═══ Information provided ═══
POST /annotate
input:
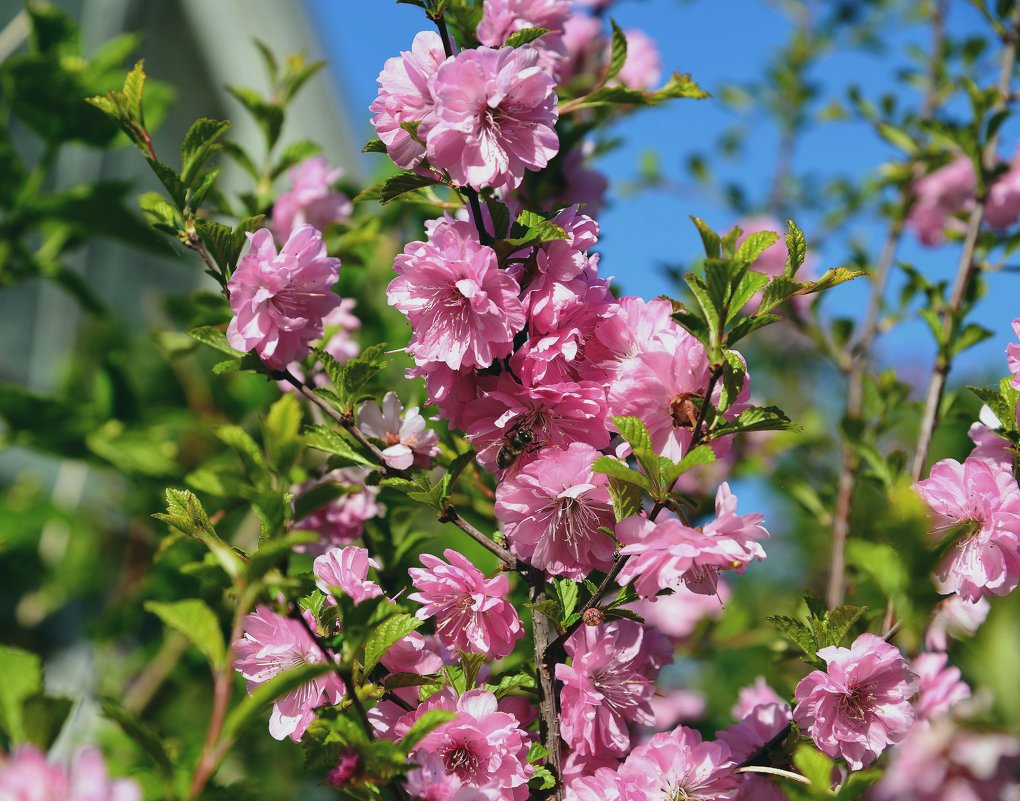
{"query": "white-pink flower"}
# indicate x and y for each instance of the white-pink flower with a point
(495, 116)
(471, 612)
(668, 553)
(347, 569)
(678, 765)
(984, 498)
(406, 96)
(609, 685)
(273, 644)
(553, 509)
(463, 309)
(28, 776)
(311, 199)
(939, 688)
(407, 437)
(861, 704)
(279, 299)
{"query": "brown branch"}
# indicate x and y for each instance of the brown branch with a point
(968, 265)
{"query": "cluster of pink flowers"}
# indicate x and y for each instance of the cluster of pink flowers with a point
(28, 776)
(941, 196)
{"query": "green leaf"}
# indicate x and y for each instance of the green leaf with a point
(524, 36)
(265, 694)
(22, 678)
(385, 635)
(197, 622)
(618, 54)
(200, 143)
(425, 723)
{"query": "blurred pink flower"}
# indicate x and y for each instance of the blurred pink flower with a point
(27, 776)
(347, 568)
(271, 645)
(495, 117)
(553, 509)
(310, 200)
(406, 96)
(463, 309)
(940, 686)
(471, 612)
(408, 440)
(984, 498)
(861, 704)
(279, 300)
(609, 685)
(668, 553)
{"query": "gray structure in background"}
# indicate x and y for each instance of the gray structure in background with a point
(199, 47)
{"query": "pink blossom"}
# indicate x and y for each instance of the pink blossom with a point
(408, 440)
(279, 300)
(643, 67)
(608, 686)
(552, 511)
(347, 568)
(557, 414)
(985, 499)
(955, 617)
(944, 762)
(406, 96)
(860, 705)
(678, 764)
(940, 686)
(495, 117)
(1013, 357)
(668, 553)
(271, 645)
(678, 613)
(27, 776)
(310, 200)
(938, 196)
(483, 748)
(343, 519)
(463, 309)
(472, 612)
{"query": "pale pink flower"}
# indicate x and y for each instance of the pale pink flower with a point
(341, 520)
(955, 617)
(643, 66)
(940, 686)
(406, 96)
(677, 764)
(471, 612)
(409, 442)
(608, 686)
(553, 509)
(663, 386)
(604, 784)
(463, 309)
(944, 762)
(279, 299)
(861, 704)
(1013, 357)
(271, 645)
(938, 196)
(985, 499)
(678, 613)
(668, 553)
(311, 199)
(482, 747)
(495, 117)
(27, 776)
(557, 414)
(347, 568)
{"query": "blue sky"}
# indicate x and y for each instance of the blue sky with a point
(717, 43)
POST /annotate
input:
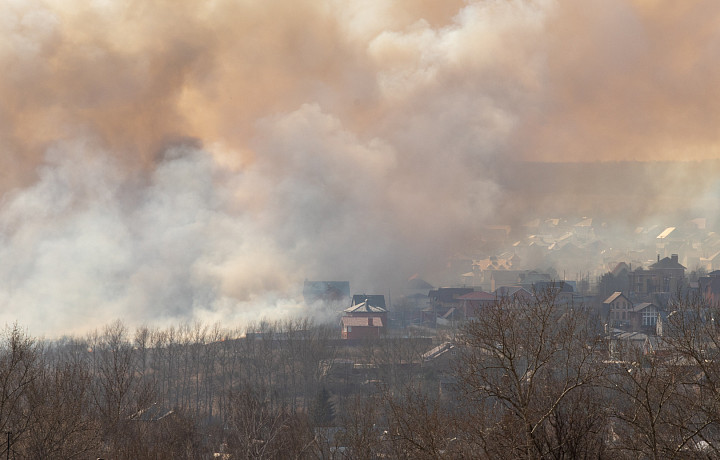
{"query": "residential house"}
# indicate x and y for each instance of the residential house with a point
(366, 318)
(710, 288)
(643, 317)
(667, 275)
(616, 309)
═══
> _What the exercise asks_:
Each record should be quoted exactly, with the images omitted.

> _Result for this task_:
POST /annotate
input:
{"query": "white-pink flower"}
# indicate x and y for each instance of the white-pink flower with a point
(495, 116)
(471, 612)
(668, 553)
(347, 569)
(678, 765)
(984, 498)
(406, 96)
(609, 685)
(273, 644)
(553, 509)
(463, 309)
(28, 776)
(311, 199)
(939, 688)
(407, 437)
(861, 704)
(279, 299)
{"query": "brown branch"}
# indicate x and y for each instance of the brown branch with a point
(968, 265)
{"query": "cluster of pink flowers"}
# indicate x and y for each instance of the cluster of pink flowers with a point
(28, 776)
(941, 196)
{"query": "green leaf"}
# indicate x and y for each instance of the green leaf with a point
(524, 36)
(265, 694)
(22, 678)
(385, 635)
(197, 622)
(618, 54)
(200, 143)
(425, 723)
{"query": "blurred pink flower"}
# indicate x and y for each instance of the blurred pink flower with a point
(27, 776)
(347, 568)
(271, 645)
(495, 117)
(553, 509)
(310, 200)
(406, 96)
(463, 309)
(940, 686)
(471, 612)
(408, 440)
(984, 498)
(861, 704)
(279, 300)
(609, 685)
(668, 553)
{"query": "gray structure in background"}
# indicate x and y for each instance of the gray structure in background with a point
(199, 47)
{"query": "pink blossom"}
# indicate x and y for each instance of the pink blossom with a point
(408, 440)
(279, 300)
(643, 67)
(608, 686)
(552, 511)
(347, 568)
(557, 414)
(985, 499)
(955, 617)
(944, 762)
(406, 96)
(860, 705)
(678, 764)
(940, 686)
(495, 117)
(1013, 357)
(668, 553)
(271, 645)
(678, 613)
(27, 776)
(310, 200)
(938, 196)
(483, 748)
(343, 519)
(463, 309)
(472, 612)
{"query": "pale pink flower"}
# indicate x and y for each instance of the pale pink flower with a point
(341, 520)
(955, 617)
(643, 66)
(940, 686)
(406, 96)
(677, 764)
(471, 612)
(409, 442)
(608, 686)
(553, 509)
(663, 386)
(604, 784)
(463, 309)
(944, 762)
(279, 299)
(861, 704)
(1013, 357)
(271, 645)
(938, 196)
(985, 499)
(678, 613)
(668, 553)
(311, 199)
(482, 747)
(495, 117)
(27, 776)
(557, 414)
(347, 568)
{"query": "blue sky"}
# indicate x and y for each instance of the blue sky with a point
(717, 43)
POST /annotate
input:
{"query": "residential house"}
# indicate x and y for each instance of the residential house with a point
(366, 318)
(710, 288)
(643, 317)
(667, 275)
(616, 309)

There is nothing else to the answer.